# WHAT THIS TASK INVOLVES
The listing below should be printed exactly, every line of it. Skip the pictures.

Records contained in a dataset:

——————

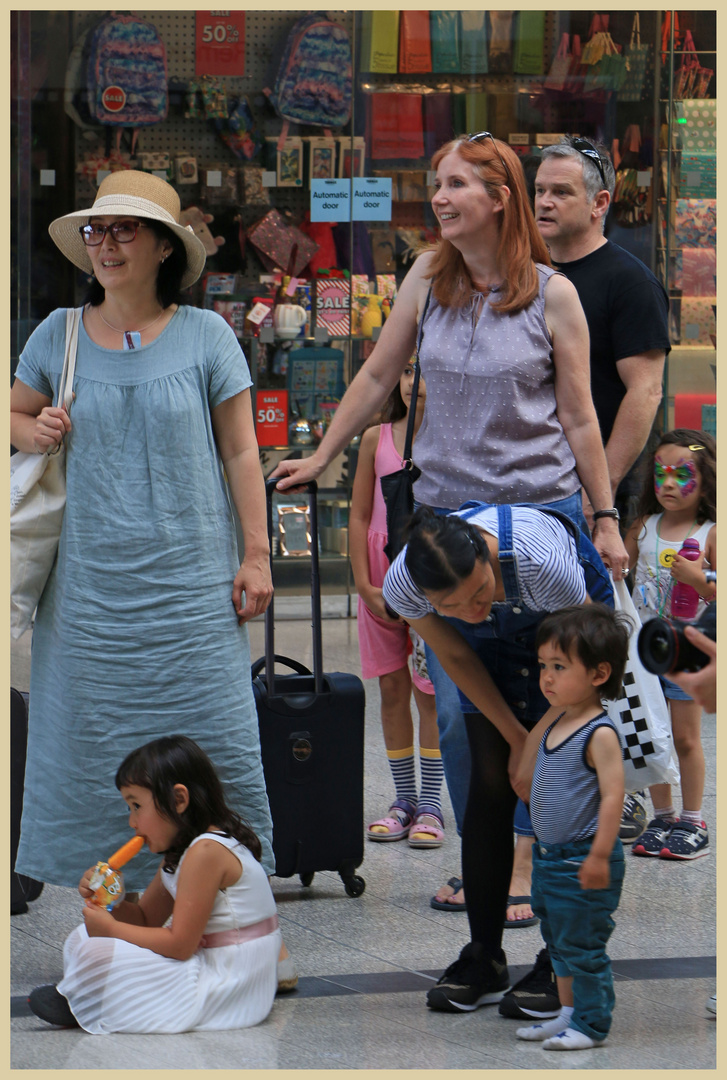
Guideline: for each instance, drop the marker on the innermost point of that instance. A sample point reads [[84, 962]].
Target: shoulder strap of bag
[[408, 439], [66, 387]]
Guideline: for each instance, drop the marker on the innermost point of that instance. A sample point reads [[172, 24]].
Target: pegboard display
[[265, 37]]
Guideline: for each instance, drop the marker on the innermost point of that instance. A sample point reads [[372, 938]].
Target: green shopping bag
[[529, 37]]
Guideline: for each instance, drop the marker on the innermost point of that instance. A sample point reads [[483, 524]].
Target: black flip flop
[[517, 923], [442, 905]]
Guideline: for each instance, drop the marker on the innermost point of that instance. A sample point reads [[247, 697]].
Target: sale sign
[[219, 44], [271, 417]]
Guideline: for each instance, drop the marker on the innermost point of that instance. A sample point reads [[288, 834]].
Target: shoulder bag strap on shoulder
[[415, 389], [66, 386]]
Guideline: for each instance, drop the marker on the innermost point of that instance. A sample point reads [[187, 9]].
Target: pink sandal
[[395, 826], [422, 832]]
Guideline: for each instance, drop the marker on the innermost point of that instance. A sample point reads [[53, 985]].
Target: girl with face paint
[[678, 501]]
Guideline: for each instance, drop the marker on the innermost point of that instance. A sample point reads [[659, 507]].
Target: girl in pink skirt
[[386, 643]]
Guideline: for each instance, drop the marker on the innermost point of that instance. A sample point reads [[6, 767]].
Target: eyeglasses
[[589, 151], [123, 232], [479, 137]]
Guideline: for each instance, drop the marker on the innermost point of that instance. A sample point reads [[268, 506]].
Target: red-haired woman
[[509, 414]]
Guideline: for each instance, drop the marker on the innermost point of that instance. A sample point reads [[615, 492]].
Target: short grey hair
[[592, 179]]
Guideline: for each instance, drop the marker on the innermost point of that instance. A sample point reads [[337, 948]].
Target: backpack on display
[[126, 72], [313, 81]]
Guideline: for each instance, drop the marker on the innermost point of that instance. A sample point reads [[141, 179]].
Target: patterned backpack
[[313, 81], [126, 73]]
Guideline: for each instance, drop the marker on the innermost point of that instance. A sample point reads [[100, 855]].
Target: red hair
[[520, 245]]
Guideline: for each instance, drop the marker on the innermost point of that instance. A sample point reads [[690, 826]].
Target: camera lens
[[658, 646], [663, 647]]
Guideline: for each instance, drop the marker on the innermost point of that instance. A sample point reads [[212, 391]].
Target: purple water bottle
[[685, 598]]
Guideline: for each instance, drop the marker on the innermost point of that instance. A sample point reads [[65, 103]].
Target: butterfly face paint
[[684, 473]]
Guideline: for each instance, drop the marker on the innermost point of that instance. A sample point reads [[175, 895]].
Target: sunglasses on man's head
[[483, 135], [123, 232], [590, 151]]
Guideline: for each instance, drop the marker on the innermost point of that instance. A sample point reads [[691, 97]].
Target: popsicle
[[107, 881]]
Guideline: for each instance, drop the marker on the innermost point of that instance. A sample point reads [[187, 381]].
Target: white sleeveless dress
[[115, 986]]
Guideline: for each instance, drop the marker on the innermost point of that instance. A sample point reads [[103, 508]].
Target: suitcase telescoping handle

——————

# ANSWER IN FULL
Guideline: for each instance, drop the marker on the innermost point of that instance. A sample point reads [[84, 962]].
Target: shoulder strap of bag
[[408, 439], [66, 387]]
Guideline: for each instance, drop the marker on the innermost point of that instance. A sample point reads [[172, 24]].
Target: pegboard display
[[265, 37]]
Guideline: for each instance, drop the marker on the innermost point of that instance. A sample point reads [[372, 938]].
Target: green shopping bag
[[529, 37]]
Guideline: for each instance, drop the marker on the innermost point of that instance. A sample point reads [[483, 524]].
Target: black flip flop
[[517, 923], [442, 905]]
Guideline: for each instance, drop the marker on the innermost point of that instance. A sample point reads [[247, 697]].
Target: sale sign
[[219, 44], [271, 417]]
Guideline: for each instance, drop the marker on the innermost point of that instance. A sample point reads [[288, 834]].
Target: shoulder bag strap on shoulder
[[415, 389], [66, 386]]
Guideline: for each instance, drop the marker on the innermost point of that instance. A sample point reads [[187, 9]].
Target: pink sandal
[[395, 826], [422, 832]]
Guideline: for each instance, drop the marker on the innermost point of that instance. A sample point reads [[53, 985]].
Target: girl with face paint
[[678, 501]]
Guideline: for each instance, drop the marker on the innermost point of that instance. A sample point reads [[659, 507]].
Target: girl in pink skirt
[[386, 643]]
Guideline: for each instance, drop the marker on the innermost point of that instance. A sample point reads [[6, 767]].
Target: eyeglasses
[[589, 151], [123, 232], [479, 137]]
Guideline: for each instance, drop the marker on the innermost point of that instance. A sample point reads [[268, 506]].
Target: red-haired woman
[[509, 414]]
Guideline: for each instance, drop the marker on the innermost point of that instance. A sample point reads [[615, 492]].
Target: short grey hair
[[592, 179]]
Guideline: for each instance, drop the marker on the innermost point of that instance. A sample point reads [[337, 948]].
Target: backpack on display
[[126, 72], [313, 81]]
Guideline: for each instance, drop the marker on the innermost point of that instance. A sample point reads [[141, 179]].
Target: patterned backpack
[[313, 81], [126, 73]]
Guideline: for each instance, drop the marker on the innermost point of that instance. A sample point reads [[100, 855]].
Target: red hair
[[520, 245]]
Guideline: for each instance, drop the marker on the innermost point of that instance. A sample point reads [[690, 826]].
Target: camera lens
[[658, 646], [663, 647]]
Guideline: for each instance, drop the marker on the innermost point of that instance. A sample point reads [[212, 391]].
Target: purple water bottle
[[685, 598]]
Guideline: for each instance, drop the marker on the innermost point of that instance. A sample point reads [[65, 103]].
Target: butterfly face paint
[[684, 473]]
Guideline: for each instance, drop the marker on the innermost point of that instance. A sample point reads [[175, 895]].
Target: sunglasses on man's head
[[483, 135], [123, 232], [590, 151]]
Guideline: for each instance, drop the marker on the innermost point of that instance. A sample point reads [[691, 97]].
Target: popsicle
[[107, 881]]
Guideline: for each instance, drop the marker on the innermost point of that instance. A sample point reads [[187, 381]].
Target: white sleeveless dress
[[115, 986]]
Guideline: for each instance, drop the marker on the innermost point of that instance. A sample point reads [[103, 508]].
Target: suitcase telescoping handle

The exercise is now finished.